- _WHAT YOU ARE ASKED TO DO_
Continue the ERP adoption guide below, writing the next part after its last paragraph, the one about "super users."

- _SOURCE DOCUMENT_
·····
Off-the-shelf and SaaS solutions are more affordable than developing a bespoke system in- house and are increasingly useful for many SMEs. An ERP developed and managed in-house can be more customisable to exact business demand and can scale in response to growth or changing requirements.
Ease of use for all employees is essential. But a system should also challenge an SME or other business to operate better, rather than simply accommodating existing habits and legacy processes. It must be flexible enough to grow with the company. Stiltz’s ERP has grown well beyond its original scope with modules added to handle marketing automation, customer journey tracking, and field-based sales data capture.
A system with a demonstrable track record, a substantial user base, and reliable long-term support is generally a safer investment than a new ERP platform. Ask comparable companies how particular systems have performed for them.
Don’t rely on the ERP to transform your processes alone
An ERP is only as effective as the systems underpinning it. Before implementation, you should establish clear ownership and a shared understanding of how transactions are initiated, approved, recorded, and reported. If you don’t have that across functions such as inventory, order processing or financial transactions, even the cleverest ERP is unlikely to provide consistently reliable and valuable reporting and insights.
Prepare rigorously for go-live
In one study, 77% of companies reported that ERPs helped break down internal silos. But a new system will not resolve friction between departments and team members; it will amplify it. Work through operational and cultural misalignments before implementation begins.
Don’t underestimate or underfund your training needs. Employees who lack genuine confidence in an ERP will default to workarounds, such as spreadsheets, which quietly erode the value of the investment. Finance teams, in particular, need support in shifting from transactional processing to the increasingly analytical, data-driven roles which a well-functioning ERP helps create.
Designate “super users” in each key department. These should ideally be individuals who were involved in testing or developing the system or who have experience with comparable platforms. They can provide an invaluable first line of support for colleagues, before and after launch.
·····
- _DATA SECTION_

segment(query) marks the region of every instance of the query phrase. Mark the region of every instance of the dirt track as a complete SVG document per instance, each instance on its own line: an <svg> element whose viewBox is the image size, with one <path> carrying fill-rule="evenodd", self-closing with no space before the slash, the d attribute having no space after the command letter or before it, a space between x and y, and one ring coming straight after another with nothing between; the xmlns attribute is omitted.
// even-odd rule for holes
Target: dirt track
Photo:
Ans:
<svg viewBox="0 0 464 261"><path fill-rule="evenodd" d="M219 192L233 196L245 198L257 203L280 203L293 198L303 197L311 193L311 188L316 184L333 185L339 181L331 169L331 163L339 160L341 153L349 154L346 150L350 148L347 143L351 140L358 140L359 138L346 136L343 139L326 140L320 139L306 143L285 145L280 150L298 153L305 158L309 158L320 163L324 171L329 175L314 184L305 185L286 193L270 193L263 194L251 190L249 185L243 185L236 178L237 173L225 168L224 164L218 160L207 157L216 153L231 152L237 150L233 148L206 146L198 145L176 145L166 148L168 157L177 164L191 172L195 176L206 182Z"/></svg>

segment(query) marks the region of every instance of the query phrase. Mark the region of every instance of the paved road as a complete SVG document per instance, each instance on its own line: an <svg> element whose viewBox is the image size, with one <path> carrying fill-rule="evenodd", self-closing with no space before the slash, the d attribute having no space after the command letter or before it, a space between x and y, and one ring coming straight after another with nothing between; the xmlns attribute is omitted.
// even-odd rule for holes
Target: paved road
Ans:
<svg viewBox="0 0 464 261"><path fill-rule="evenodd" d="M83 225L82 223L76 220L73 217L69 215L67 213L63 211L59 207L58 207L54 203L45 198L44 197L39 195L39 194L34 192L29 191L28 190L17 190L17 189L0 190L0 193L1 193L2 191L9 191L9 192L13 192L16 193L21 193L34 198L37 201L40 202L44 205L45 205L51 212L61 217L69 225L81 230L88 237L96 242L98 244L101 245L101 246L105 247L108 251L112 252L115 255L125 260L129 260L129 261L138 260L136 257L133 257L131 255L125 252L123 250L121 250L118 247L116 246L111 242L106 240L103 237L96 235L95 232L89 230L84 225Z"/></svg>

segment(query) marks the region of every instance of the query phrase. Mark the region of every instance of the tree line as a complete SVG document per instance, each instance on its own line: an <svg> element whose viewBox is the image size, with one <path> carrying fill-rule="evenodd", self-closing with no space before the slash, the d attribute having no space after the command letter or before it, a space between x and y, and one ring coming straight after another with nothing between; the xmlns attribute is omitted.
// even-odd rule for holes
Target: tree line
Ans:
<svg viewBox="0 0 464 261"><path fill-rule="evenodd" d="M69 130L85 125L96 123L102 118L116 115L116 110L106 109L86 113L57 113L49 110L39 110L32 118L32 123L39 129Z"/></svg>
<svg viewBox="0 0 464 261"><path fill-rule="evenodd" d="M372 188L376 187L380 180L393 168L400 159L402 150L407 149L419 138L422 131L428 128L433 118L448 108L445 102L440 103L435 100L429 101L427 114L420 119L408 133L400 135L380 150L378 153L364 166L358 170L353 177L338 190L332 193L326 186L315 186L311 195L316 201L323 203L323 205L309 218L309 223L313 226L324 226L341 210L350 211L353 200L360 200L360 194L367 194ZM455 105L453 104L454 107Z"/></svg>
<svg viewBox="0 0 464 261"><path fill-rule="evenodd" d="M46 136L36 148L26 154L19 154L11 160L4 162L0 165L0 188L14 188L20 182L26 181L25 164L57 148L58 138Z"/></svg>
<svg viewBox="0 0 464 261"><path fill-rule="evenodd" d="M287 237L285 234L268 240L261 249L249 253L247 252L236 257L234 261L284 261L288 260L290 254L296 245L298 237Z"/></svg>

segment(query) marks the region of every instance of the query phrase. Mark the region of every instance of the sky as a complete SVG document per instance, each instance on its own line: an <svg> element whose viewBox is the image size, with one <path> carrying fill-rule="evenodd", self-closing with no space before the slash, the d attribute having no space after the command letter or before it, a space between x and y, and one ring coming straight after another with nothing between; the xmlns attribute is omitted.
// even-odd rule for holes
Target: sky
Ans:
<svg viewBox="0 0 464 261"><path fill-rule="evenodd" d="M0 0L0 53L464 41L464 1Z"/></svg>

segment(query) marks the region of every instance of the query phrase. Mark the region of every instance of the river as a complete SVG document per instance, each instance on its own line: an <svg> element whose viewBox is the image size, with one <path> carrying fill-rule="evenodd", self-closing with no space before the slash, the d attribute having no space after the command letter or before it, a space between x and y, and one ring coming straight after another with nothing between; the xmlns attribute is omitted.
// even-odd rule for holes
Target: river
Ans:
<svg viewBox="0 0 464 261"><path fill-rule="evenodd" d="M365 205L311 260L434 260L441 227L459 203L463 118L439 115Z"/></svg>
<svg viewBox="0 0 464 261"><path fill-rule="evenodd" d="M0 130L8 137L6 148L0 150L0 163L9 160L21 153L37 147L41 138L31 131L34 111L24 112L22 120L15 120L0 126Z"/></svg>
·····
- _EXPECTED ANSWER_
Budget and test obsessively
Unexpected costs are almost inevitable. Building a contingency fund of between 10% and 25% is a practical necessity. But be very careful to monitor and act against potential scope creep and poor spending.
Every process and transaction the system will be required to handle should be tested in depth. Run extensive scenario-based checks in a sandbox environment, involving intended ERP users. Data validation is equally important. Businesses have been unable to process orders or ship products for weeks following a failed or incomplete data migration.
Think long-term
ERP planning should always account for the future. SMEs can evolve rapidly, and you need to be prepared for your ERP to do the same.
Five years after its original Oracle-based rollout, Stiltz is now incorporating its wholly owned Chinese manufacturing operation into the platform, creating a unified global system. Our focus has been on strengthening intercompany accounting, consolidation reporting, and group-level financial insight. The goal is not merely to maintain the system, but to ensure it continues to drive efficiency, tighten controls, and support better decision-making across the entire organisation as it grows.
Mike Lord is Chairman and CEO of Stiltz, the UK’s leading homelift provider. The award-winning company manufactures, supplies and installs homelifts to cater for the widest possible end-user needs.